Collected data entries

--*--

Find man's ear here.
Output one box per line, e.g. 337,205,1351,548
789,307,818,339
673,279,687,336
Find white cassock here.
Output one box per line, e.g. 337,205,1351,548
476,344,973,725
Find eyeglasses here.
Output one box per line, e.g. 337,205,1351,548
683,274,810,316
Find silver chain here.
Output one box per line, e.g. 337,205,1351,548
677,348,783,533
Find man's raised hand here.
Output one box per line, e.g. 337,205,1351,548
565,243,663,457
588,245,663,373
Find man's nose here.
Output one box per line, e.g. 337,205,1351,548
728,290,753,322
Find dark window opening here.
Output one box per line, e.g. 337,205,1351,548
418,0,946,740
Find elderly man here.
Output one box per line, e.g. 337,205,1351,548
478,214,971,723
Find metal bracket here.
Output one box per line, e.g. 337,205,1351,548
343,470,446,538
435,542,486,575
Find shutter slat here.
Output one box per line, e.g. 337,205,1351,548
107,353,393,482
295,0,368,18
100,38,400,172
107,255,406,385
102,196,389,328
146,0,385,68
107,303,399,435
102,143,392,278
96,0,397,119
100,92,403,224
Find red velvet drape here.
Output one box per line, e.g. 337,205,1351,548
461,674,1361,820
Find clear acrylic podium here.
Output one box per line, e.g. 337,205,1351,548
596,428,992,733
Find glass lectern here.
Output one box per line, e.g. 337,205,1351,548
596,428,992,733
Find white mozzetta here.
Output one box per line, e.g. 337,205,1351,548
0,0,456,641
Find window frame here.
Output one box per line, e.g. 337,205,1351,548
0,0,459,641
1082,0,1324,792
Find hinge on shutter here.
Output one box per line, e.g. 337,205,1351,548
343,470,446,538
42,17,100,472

--*--

# [DO THIS]
Output every line of the entries above as a numbered list, omitting any blank lines.

# [OUTPUT OF THE EXERCISE]
1. Find man's ear here.
2. Output one box per line, e.g. 337,205,1351,548
3. 789,307,818,339
4. 673,279,687,336
5. Find white cassock here.
6. Output one box per line, e.g. 337,205,1351,548
7. 476,344,973,725
8. Find eyeglasses here.
9. Output one box per line, e.g. 337,205,1351,548
10. 683,274,810,316
11. Find silver chain here.
12. Output one box per line, e.g. 337,205,1351,548
13. 677,348,783,533
14. Find man's raised hand here.
15. Output one box per line, e.g. 337,205,1351,548
16. 565,243,663,457
17. 588,245,663,373
18. Find man's nose here.
19. Output one box per line, e.g. 337,205,1351,548
20. 728,290,753,322
21. Find dark window opening here.
22. Output one box per line, e.g. 337,205,1351,548
23. 418,0,946,740
24. Find elderly man here.
25. Output one box per line, e.g. 337,205,1351,548
26. 478,214,971,723
27. Find metal bracket here.
28. Output one box per line, e.g. 337,205,1351,548
29. 343,470,446,538
30. 435,542,486,575
31. Find shutter slat here.
32. Output one box per line, e.g. 337,205,1351,548
33. 107,353,393,482
34. 295,0,368,18
35. 100,38,400,172
36. 107,255,406,385
37. 102,196,389,328
38. 146,0,385,68
39. 107,303,399,435
40. 102,143,392,278
41. 96,0,397,119
42. 100,92,403,224
43. Find red velvet drape here.
44. Output one box per line, e.g. 337,205,1351,548
45. 461,674,1361,820
46. Find clear acrylic podium here.
47. Output one box per line, e.g. 337,205,1351,548
48. 596,428,992,733
49. Find glass lectern here.
50. Output one box per line, e.g. 337,205,1351,548
51. 596,428,992,733
52. Find white mozzetta here.
53. Output one box per line, e.g. 337,205,1351,548
54. 0,0,456,641
55. Find window frame here.
56. Output one box per line, e.g. 337,205,1351,548
57. 0,0,459,641
58. 1082,0,1324,792
59. Find hinge on shutter here.
60. Output one box per line, e.g. 337,205,1351,548
61. 343,470,446,538
62. 42,17,100,472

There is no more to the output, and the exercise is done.